_実施課題_: オンライン会議を扱った提示文のうち、「教育の現場、社内での会議、企」から「るかというと、そうではない。」までを両端も含めて一字一句違えずに再掲すること。

-------- 提示文

視点

サイバー大学 IT総合学部教授 勝 眞一郎

2020/07/17 09:00

週刊BCN 2020年07月13日vol.1833掲載

 緊急事態宣言が解除されたとはいえ、まだ感染リスクがゼロになったわけではなく、効果的な治療法も見いだせない中、オンライン会議の利用がさまざまな場面で増えている。

 教育の現場、社内での会議、企業間での会議、移住相談会、企業説明会、そしてオンライン飲み会。これまで対面で行われていたことを代替するツールとしてオンライン会議が使われているのだ。

 ツールというものは目的を持って開発されているので、オンライン会議のシステムも会議を行うために設計され、機能が実装されている。画面を共有する、主催者が全体をコントロールする、話者を特定して音声を拾う、全体会と分科会の組み合わせができるなど良く考えられている。

 では、オンライン会議のシステムを使えば対面の行為がすべてオンラインに置き換えられるかというと、そうではない。

 例えば、大学の講義では授業を配信する、学生への意見を求める、学生の質問を受ける、学生同士のグループワークをさせる、録画して後で視聴するという機能は実現できる。しかし、出席の確認や授業内での小テスト、学内の成績評価システムへのリンクなどは難しい。

 移住相談会でも現地側の説明を受けたり、移住希望者の質問を受けたりはできるが、肝心の現地の雰囲気はオンラインでは伝わらない。

 私が理事を務めているNPO法人の離島経済新聞社では、メンバーが全国に散らばっているのでテレワーク組織である。この形態での組織運営を継続するためにさまざまな試行錯誤を繰り返しているが、現在では業務の伝達は全てslackに統一。データはGoogle Driveに格納し会計はfreee。毎日1時間のオンラインミーティング、年に1回の2泊3日の合宿、年に数回の飲み会を基本にしている。

 Slackには「給湯室」というチャンネルを作り、業務以外のアレコレを自由に書く。オンラインミーティングでは、必ず一言身の周りのことを話す。言語化された業務内容のやり取りだけでは欠ける組織運営に重要な人間同士の触れ合いをオンライン会議で補っているのだ。

 大学では対面授業も徐々に再開、オフィスでも出勤の割合が増えてきたようだ。オンライン会議で何ができて何ができなかったかを考えることは、これからの業務設計に重要なヒントを得るチャンスでもある。
 
サイバー大学 IT総合学部教授 勝 眞一郎
勝 眞一郎(かつ しんいちろう)
 1964年2月生まれ。奄美大島出身。98年、中央大学大学院経済学研究科博士前期課程修了。同年、ヤンマー入社、情報システム、経営企画、物流管理、開発設計など製造業全般を担当。2007年よりサイバー大学IT総合学部准教授、12年より現職。NPO法人離島経済新聞社理事、鹿児島県奄美市産業創出プロデューサー。「カレーで学ぶプロジェクトマネジメント」(デザインエッグ社)などの著書がある。

----------------
-------- 提供資料

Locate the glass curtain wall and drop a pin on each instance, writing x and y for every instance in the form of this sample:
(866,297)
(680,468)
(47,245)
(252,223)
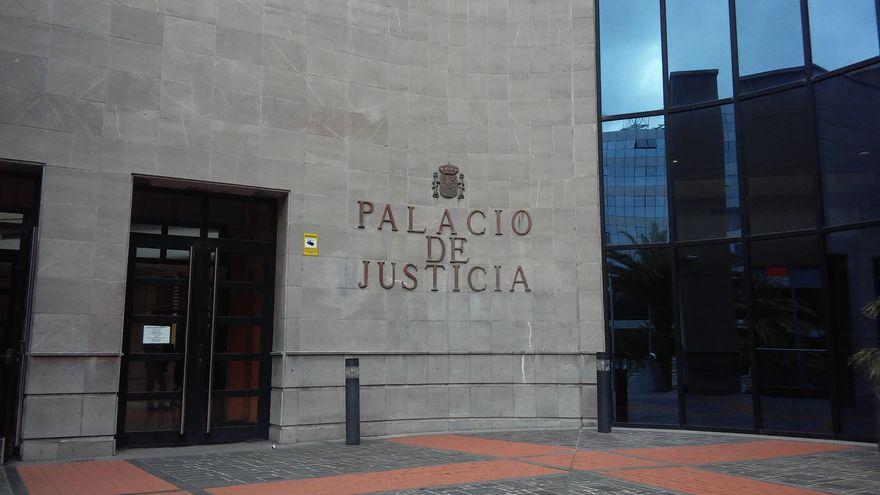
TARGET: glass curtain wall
(741,211)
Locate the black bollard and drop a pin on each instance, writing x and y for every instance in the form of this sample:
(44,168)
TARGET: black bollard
(352,402)
(603,385)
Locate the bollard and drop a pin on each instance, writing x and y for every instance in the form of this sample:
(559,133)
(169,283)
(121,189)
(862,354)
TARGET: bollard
(603,384)
(352,402)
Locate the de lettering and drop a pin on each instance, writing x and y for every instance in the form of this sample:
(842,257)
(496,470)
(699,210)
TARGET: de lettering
(445,250)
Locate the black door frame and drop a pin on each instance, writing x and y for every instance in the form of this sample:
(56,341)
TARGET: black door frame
(12,385)
(200,322)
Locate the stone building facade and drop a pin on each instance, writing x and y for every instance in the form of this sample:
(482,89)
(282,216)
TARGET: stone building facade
(325,106)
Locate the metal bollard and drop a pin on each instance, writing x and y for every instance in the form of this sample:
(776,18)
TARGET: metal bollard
(603,385)
(352,402)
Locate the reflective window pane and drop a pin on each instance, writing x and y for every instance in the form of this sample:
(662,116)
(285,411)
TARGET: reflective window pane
(791,337)
(632,67)
(795,391)
(714,337)
(854,272)
(155,376)
(779,158)
(698,46)
(241,219)
(241,267)
(769,42)
(848,111)
(787,294)
(152,415)
(237,338)
(702,151)
(167,338)
(239,302)
(842,32)
(641,320)
(634,173)
(236,375)
(234,411)
(161,300)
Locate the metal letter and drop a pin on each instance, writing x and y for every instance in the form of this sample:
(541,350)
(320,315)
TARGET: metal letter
(470,227)
(409,275)
(363,210)
(430,259)
(513,222)
(471,279)
(446,221)
(516,279)
(434,275)
(366,281)
(409,226)
(388,217)
(382,274)
(456,249)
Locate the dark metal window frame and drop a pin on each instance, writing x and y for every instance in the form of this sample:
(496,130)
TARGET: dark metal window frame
(164,242)
(746,237)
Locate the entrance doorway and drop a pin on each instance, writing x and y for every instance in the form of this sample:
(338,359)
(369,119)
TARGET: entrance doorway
(19,202)
(196,363)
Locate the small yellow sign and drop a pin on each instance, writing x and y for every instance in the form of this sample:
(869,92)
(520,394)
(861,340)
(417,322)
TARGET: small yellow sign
(310,244)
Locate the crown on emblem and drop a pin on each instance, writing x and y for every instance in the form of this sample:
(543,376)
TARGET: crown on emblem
(448,169)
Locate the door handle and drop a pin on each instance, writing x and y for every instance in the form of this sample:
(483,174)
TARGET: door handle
(9,357)
(186,342)
(211,347)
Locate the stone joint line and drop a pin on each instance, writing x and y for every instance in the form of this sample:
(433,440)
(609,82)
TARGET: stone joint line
(670,468)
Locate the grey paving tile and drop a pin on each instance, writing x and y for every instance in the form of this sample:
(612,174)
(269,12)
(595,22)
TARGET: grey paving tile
(850,472)
(619,439)
(575,484)
(5,489)
(295,462)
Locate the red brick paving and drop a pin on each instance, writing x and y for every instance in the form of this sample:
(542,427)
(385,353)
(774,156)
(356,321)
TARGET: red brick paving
(483,446)
(643,466)
(699,482)
(398,479)
(731,452)
(92,478)
(592,461)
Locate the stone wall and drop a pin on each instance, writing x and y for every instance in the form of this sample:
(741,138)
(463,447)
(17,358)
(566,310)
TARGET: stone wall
(335,101)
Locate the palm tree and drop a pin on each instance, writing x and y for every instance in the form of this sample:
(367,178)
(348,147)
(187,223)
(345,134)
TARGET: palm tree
(645,276)
(867,360)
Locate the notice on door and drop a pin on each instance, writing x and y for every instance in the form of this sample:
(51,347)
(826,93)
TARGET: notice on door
(157,334)
(310,244)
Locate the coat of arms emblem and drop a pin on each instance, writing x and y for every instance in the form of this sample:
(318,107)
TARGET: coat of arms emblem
(448,182)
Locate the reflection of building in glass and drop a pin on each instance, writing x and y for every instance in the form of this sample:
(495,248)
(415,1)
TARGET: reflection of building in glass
(693,86)
(634,164)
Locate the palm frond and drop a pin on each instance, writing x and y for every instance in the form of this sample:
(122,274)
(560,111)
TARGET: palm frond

----------------

_解答例_:
教育の現場、社内での会議、企業間での会議、移住相談会、企業説明会、そしてオンライン飲み会。これまで対面で行われていたことを代替するツールとしてオンライン会議が使われているのだ。

 ツールというものは目的を持って開発されているので、オンライン会議のシステムも会議を行うために設計され、機能が実装されている。画面を共有する、主催者が全体をコントロールする、話者を特定して音声を拾う、全体会と分科会の組み合わせができるなど良く考えられている。

 では、オンライン会議のシステムを使えば対面の行為がすべてオンラインに置き換えられるかというと、そうではない。